| Job 1 |
Condense the paragraph of the Yuu Kashii profile that begins "Yūko Odagiri" into a single shorter sentence, keeping its main facts.

| Text shown |

## begin

- Born: Yuuko Kashii February 16, 1987 (age 39) Ayase, Kanagawa, Japan
- Occupations: Actress; model;
- Years active: 2001–present
- Spouse: Joe Odagiri ​(m. 2008)​
- Children: 3

= Yuu Kashii =

Japanese actress and model

Yūko Odagiri (小田切 悠子, Odagiri Yūko), known by her stage name Yuu Kashii (香椎 由宇, Kashii Yuu), is a Japanese actress and model. She studied at Mejiro University, where she majored in English.

==History==
===Personal life===
She married actor Joe Odagiri, who is exactly 11 years her senior, on February 16, 2008, the birthday the couple share. She gave birth to two sons in both February 2011 and April 2014. The youngest son died a year later due to an intestinal obstruction.

## end

| Job 2 |
Return every line of the entries that contains the word "dark".

| Entries |
## begin

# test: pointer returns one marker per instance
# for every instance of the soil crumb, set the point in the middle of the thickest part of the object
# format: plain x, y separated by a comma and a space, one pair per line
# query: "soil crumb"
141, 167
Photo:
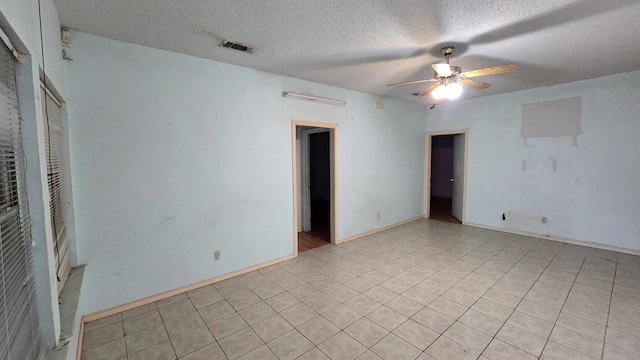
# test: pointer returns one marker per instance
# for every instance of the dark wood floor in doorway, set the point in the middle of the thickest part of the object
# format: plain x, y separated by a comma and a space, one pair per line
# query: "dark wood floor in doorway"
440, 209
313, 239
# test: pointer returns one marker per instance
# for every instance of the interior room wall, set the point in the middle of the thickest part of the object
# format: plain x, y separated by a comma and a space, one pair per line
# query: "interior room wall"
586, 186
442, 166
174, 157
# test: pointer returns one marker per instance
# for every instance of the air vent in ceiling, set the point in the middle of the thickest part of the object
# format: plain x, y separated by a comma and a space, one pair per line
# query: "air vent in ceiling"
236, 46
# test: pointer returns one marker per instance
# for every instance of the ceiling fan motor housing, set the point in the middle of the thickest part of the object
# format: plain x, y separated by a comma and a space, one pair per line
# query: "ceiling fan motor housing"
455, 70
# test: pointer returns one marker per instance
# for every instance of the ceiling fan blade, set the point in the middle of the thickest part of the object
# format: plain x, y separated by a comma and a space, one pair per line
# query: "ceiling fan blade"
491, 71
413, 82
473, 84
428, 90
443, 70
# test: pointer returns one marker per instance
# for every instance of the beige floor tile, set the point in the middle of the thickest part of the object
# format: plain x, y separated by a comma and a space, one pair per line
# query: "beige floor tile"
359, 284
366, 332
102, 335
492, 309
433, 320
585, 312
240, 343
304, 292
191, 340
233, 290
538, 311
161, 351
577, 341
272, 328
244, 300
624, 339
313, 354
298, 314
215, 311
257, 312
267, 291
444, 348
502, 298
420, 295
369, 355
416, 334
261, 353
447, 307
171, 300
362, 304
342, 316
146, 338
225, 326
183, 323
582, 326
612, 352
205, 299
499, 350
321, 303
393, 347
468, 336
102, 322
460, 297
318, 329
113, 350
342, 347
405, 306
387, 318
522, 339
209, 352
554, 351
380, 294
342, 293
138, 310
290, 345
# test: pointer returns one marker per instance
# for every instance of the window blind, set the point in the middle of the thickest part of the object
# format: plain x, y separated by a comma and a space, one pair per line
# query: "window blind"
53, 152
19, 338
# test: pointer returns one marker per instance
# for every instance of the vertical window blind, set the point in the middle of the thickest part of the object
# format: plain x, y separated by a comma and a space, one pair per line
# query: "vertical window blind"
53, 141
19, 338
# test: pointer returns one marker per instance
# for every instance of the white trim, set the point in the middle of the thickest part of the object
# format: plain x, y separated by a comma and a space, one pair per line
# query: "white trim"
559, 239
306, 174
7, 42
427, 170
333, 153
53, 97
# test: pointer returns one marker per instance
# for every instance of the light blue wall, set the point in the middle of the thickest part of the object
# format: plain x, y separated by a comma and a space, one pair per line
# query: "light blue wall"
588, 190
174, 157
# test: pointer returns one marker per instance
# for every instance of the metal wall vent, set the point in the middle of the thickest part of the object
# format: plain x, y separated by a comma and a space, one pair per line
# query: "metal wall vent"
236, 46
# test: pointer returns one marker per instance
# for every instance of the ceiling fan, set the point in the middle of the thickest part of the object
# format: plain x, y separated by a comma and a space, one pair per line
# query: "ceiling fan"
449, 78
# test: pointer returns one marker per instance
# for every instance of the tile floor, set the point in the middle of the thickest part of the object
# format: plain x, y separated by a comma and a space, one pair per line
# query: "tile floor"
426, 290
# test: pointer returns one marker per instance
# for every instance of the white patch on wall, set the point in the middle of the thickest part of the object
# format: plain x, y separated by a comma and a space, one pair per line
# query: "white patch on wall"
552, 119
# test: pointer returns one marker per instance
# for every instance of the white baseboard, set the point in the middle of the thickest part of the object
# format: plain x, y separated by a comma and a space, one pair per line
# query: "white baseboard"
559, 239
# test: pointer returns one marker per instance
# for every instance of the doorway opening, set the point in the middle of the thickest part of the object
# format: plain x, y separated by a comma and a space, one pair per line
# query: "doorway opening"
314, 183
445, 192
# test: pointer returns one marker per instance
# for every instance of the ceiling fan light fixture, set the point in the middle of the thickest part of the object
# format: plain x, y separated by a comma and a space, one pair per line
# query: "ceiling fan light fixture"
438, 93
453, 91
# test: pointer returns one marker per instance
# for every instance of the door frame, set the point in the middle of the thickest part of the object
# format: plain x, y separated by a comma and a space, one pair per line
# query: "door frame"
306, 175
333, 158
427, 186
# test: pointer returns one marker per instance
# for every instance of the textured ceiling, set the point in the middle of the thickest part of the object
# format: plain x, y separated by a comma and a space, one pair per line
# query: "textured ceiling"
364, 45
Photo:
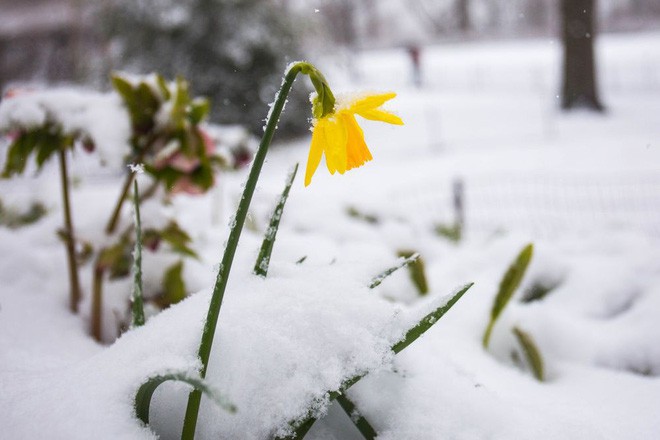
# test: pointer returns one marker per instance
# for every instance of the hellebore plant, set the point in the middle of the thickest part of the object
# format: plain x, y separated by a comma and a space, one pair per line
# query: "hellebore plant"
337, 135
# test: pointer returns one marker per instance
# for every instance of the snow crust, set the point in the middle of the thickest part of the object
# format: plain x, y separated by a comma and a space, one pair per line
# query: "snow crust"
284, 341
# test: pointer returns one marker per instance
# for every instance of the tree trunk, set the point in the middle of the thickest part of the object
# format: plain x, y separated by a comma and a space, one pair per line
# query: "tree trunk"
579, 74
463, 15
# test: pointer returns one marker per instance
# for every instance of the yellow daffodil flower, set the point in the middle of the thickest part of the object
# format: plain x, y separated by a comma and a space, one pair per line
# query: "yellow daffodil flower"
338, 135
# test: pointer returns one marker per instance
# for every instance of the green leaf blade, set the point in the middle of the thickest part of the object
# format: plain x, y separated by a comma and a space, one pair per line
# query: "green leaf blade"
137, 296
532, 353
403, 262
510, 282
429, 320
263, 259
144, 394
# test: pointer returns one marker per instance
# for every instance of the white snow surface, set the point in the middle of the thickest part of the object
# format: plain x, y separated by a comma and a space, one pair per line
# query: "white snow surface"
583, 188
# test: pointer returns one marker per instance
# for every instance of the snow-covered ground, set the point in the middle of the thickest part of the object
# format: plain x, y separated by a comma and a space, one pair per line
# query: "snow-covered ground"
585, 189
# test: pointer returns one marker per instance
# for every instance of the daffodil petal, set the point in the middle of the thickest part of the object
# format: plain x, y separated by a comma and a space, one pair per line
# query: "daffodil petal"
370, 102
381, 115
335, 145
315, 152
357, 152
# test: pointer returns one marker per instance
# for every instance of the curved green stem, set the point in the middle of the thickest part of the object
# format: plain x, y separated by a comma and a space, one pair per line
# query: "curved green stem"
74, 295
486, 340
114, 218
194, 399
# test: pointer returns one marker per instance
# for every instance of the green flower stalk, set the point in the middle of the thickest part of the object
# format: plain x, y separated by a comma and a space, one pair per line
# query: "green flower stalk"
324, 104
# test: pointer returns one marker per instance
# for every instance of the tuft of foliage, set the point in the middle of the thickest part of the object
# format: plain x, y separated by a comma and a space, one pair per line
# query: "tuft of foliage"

## end

| Task answer 1 |
Yūko Odagiri (小田切 悠子), a Japanese actress and model who performs as Yuu Kashii (香椎 由宇), studied at Mejiro University and majored in English there.

| Task answer 2 |
# for every instance of the dark wood floor in doorway, set the point in the middle of the thickest part of the object
# query: "dark wood floor in doorway"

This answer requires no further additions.